§ Aim: Set out every line of the material below as a Markdown table with two columns, Row and Entry, giving each line a row number and skipping blank lines.

§ Source material:
####
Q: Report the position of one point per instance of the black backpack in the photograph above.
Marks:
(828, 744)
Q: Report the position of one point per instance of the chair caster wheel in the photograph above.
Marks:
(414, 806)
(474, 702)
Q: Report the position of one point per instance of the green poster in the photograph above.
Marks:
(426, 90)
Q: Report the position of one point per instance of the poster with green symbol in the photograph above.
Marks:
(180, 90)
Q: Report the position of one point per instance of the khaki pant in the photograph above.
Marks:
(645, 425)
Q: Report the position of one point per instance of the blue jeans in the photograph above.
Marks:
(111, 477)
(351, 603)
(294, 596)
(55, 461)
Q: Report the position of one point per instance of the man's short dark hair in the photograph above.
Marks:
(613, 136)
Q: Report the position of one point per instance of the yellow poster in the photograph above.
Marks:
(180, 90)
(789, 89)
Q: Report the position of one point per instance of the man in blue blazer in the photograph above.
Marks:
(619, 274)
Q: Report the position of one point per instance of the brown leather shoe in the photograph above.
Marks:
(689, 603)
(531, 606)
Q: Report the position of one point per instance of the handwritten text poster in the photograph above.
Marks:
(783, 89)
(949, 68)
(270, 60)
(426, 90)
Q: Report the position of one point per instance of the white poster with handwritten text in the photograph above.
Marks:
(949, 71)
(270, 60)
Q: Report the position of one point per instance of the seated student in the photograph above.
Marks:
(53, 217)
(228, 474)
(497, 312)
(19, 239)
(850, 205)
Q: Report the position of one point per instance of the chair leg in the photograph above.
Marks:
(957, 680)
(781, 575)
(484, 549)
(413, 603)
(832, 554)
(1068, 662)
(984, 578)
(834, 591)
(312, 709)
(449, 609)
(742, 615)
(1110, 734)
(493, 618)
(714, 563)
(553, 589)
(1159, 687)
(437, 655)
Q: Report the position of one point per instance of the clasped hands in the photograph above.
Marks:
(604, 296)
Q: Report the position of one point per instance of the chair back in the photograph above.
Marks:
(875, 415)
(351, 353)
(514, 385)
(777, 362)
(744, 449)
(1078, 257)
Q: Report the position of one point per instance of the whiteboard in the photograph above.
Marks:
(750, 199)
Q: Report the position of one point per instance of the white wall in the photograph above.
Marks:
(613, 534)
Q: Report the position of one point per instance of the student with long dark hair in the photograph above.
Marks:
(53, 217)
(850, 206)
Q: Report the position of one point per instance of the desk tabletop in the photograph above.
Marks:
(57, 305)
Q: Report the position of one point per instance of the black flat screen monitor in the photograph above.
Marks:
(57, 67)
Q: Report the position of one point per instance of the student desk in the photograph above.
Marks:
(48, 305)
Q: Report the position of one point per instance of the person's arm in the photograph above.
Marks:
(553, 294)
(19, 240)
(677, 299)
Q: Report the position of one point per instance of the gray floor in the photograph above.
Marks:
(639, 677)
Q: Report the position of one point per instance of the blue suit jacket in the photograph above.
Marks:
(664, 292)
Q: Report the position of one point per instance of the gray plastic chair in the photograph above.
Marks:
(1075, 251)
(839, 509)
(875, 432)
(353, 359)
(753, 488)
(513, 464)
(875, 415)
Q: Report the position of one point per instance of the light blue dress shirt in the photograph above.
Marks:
####
§ Result of the task:
| Row | Entry |
|---|---|
| 1 | Q: Report the position of one point per instance of the black backpack in the photograph above. |
| 2 | Marks: |
| 3 | (828, 744) |
| 4 | Q: Report the position of one point per instance of the chair caster wheel in the photograph above. |
| 5 | Marks: |
| 6 | (414, 806) |
| 7 | (474, 702) |
| 8 | Q: Report the position of one point per instance of the green poster in the photograph above. |
| 9 | Marks: |
| 10 | (426, 90) |
| 11 | Q: Report the position of one point per instance of the poster with green symbol in the photograph above. |
| 12 | Marks: |
| 13 | (180, 90) |
| 14 | Q: Report the position of one point per instance of the khaki pant in the photograph above. |
| 15 | Marks: |
| 16 | (645, 425) |
| 17 | Q: Report the position of one point per instance of the blue jeans in the photograph above. |
| 18 | Marks: |
| 19 | (111, 477) |
| 20 | (351, 603) |
| 21 | (294, 596) |
| 22 | (55, 461) |
| 23 | Q: Report the position of one point per instance of the man's short dark hair in the photograph above. |
| 24 | Marks: |
| 25 | (613, 136) |
| 26 | Q: Report the position of one point per instance of the yellow poster in the photograph above. |
| 27 | Marks: |
| 28 | (180, 90) |
| 29 | (789, 89) |
| 30 | Q: Report the position of one point per instance of the man in blue blazer in the photograph above. |
| 31 | Marks: |
| 32 | (619, 274) |
| 33 | Q: Report the position of one point per instance of the brown leather shoe in the photograph above. |
| 34 | Marks: |
| 35 | (689, 603) |
| 36 | (531, 606) |
| 37 | Q: Report the position of one point per instance of the handwritten text poster in the photograph above. |
| 38 | Marks: |
| 39 | (783, 89) |
| 40 | (949, 68) |
| 41 | (270, 60) |
| 42 | (426, 90) |
| 43 | Q: Report the position of one point per instance of the white poster with handwritten text in the photograph above. |
| 44 | Marks: |
| 45 | (949, 71) |
| 46 | (270, 60) |
| 47 | Q: Report the position of one point per instance of the seated student in the photograph above. |
| 48 | Marks: |
| 49 | (53, 217) |
| 50 | (228, 474) |
| 51 | (497, 312) |
| 52 | (19, 239) |
| 53 | (850, 205) |
| 54 | Q: Report the position of one point per instance of the chair leg in the photograph above. |
| 55 | Marks: |
| 56 | (957, 680) |
| 57 | (781, 575) |
| 58 | (484, 549) |
| 59 | (413, 603) |
| 60 | (832, 554) |
| 61 | (1068, 662) |
| 62 | (984, 578) |
| 63 | (834, 591) |
| 64 | (312, 709) |
| 65 | (449, 609) |
| 66 | (742, 615) |
| 67 | (1110, 734) |
| 68 | (493, 618) |
| 69 | (714, 563) |
| 70 | (553, 589) |
| 71 | (1159, 687) |
| 72 | (437, 655) |
| 73 | Q: Report the position of one point per instance of the clasped hands in the photograph above. |
| 74 | Marks: |
| 75 | (604, 296) |
| 76 | Q: Report the position of one point per instance of the chair back in the photograph above. |
| 77 | Marks: |
| 78 | (875, 415) |
| 79 | (351, 353) |
| 80 | (514, 385) |
| 81 | (777, 362) |
| 82 | (744, 449) |
| 83 | (1078, 257) |
| 84 | Q: Report the position of one point per instance of the whiteboard in the photograph above. |
| 85 | Marks: |
| 86 | (750, 199) |
| 87 | Q: Report the position of one point per instance of the white wall in the photograph above. |
| 88 | Marks: |
| 89 | (613, 534) |
| 90 | Q: Report the position of one point per instance of the student with long dark hair in the photograph above. |
| 91 | Marks: |
| 92 | (53, 217) |
| 93 | (850, 206) |
| 94 | Q: Report the position of one point per instance of the desk tabletop in the photograph above. |
| 95 | Marks: |
| 96 | (57, 305) |
| 97 | Q: Report the position of one point per instance of the black flat screen monitor in the photograph above. |
| 98 | Marks: |
| 99 | (57, 67) |
| 100 | Q: Report the position of one point per instance of the student desk in the photograph above. |
| 101 | Marks: |
| 102 | (48, 305) |
| 103 | Q: Report the position of one point per instance of the person's arm in the photograph above. |
| 104 | Marks: |
| 105 | (553, 294) |
| 106 | (19, 240) |
| 107 | (677, 299) |
| 108 | Q: Report the position of one point per instance of the gray floor in the photograph above. |
| 109 | Marks: |
| 110 | (639, 677) |
| 111 | Q: Report the position of one point per instance of the blue suit jacket in the photograph above. |
| 112 | Marks: |
| 113 | (664, 292) |
| 114 | Q: Report the position of one point per instance of the gray plastic chair in the photograph above. |
| 115 | Marks: |
| 116 | (1075, 251) |
| 117 | (839, 509) |
| 118 | (875, 432) |
| 119 | (353, 359) |
| 120 | (753, 488) |
| 121 | (513, 464) |
| 122 | (875, 415) |
| 123 | Q: Report the position of one point per instance of the light blue dress shirt in the photograph above. |
| 124 | Marks: |